* [Problem to work on]: Beginning at the top of the data below, write out every line exactly until you reach the line with "TARGET = green jacket", and include that line.

★ ★ ★ ★

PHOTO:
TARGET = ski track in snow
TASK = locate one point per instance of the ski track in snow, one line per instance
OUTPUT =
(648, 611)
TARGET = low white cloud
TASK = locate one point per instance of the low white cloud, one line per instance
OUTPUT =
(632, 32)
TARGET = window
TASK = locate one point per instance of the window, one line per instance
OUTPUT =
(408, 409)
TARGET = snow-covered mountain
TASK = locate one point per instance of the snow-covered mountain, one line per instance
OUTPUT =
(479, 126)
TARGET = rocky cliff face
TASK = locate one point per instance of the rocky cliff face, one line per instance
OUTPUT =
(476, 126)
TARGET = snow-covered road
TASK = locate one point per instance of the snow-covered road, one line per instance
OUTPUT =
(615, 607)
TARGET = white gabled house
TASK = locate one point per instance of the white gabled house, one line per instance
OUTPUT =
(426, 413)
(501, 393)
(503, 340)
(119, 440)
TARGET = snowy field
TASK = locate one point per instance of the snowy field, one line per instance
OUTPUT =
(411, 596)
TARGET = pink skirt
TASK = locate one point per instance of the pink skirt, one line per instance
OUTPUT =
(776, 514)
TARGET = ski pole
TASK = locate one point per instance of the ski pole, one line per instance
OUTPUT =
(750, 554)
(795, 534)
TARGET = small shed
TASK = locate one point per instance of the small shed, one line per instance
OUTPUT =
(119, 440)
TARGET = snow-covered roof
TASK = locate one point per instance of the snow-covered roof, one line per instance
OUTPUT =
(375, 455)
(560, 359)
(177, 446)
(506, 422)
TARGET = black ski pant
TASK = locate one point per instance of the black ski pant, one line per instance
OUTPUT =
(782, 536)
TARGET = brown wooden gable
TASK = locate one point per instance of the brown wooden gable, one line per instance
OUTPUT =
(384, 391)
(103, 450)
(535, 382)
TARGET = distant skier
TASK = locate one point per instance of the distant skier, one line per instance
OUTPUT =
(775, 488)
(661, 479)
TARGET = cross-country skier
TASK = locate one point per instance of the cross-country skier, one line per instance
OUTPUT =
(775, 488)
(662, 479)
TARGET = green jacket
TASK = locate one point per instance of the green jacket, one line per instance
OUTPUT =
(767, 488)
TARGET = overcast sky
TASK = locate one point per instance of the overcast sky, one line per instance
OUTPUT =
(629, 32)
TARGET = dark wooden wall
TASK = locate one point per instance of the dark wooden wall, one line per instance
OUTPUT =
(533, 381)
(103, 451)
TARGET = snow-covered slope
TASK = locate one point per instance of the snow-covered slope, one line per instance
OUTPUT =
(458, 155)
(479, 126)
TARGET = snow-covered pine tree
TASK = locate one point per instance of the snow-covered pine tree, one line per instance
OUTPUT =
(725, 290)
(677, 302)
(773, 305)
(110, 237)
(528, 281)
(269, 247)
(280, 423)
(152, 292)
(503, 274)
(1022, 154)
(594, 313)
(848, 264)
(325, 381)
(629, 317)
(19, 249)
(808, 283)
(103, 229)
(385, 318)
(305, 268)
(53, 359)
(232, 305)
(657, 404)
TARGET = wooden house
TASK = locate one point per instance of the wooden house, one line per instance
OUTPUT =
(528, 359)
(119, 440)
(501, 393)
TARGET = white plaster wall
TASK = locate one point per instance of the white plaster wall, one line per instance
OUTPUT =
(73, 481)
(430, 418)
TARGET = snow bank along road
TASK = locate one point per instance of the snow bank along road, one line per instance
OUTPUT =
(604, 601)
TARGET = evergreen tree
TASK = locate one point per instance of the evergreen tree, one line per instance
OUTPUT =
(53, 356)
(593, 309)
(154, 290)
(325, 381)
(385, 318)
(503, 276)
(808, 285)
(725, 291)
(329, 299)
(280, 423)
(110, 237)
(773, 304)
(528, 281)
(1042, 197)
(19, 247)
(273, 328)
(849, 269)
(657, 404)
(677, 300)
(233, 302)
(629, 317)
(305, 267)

★ ★ ★ ★

* [Written answer]:
PHOTO:
TARGET = ski track in snow
TASK = locate one point per instance of the ski track in snow, one line per instance
OUTPUT =
(648, 611)
TARGET = low white cloud
TASK = locate one point per instance of the low white cloud, one line per instance
OUTPUT =
(632, 32)
TARGET = window
TASK = locate one point per instance of the window, one line per instance
OUTPUT =
(408, 409)
TARGET = snow-covered mountain
TASK = locate one point per instance of the snow-covered mountain, one line per instance
OUTPUT =
(479, 126)
TARGET = rocky cliff face
TASK = locate one point per instance of the rocky cliff face, one line per instance
OUTPUT =
(476, 126)
TARGET = snow-covered road
TASK = locate one point per instance of the snow-covered road, one line per instance
OUTPUT =
(615, 607)
TARGET = white gabled house
TASK = locate one point per instance of the white gabled house, one line per instance
OUTPUT =
(426, 413)
(501, 393)
(503, 340)
(119, 440)
TARGET = snowy field
TASK = locate one point per instance of the snowy field, one line per instance
OUTPUT =
(411, 596)
TARGET = pink skirt
TASK = locate one point per instance of the pink skirt, one line per instance
OUTPUT =
(776, 514)
TARGET = ski pole
TASK = locate one point per instance of the ski pole, one line per instance
OUTPUT =
(750, 554)
(795, 534)
TARGET = small shed
TASK = locate one point per instance of the small shed, one line per instance
OUTPUT =
(119, 440)
TARGET = snow-covered roof
TASK = locate one point per instance of the snow-covered roof, one line per instance
OUTPUT =
(375, 455)
(560, 359)
(177, 446)
(506, 422)
TARGET = black ski pant
TASK = locate one point per instance of the black ski pant, one line per instance
OUTPUT =
(782, 536)
TARGET = brown wooden gable
TASK = locate one point per instance of the brown wooden gable, one line per instance
OUTPUT =
(384, 391)
(103, 450)
(535, 382)
TARGET = distant skier
TASK = locate one point per instance of the distant skier, one line per instance
OUTPUT =
(775, 488)
(661, 479)
TARGET = cross-country skier
TASK = locate one point per instance of the cross-country skier, one line per instance
OUTPUT =
(775, 488)
(662, 479)
TARGET = green jacket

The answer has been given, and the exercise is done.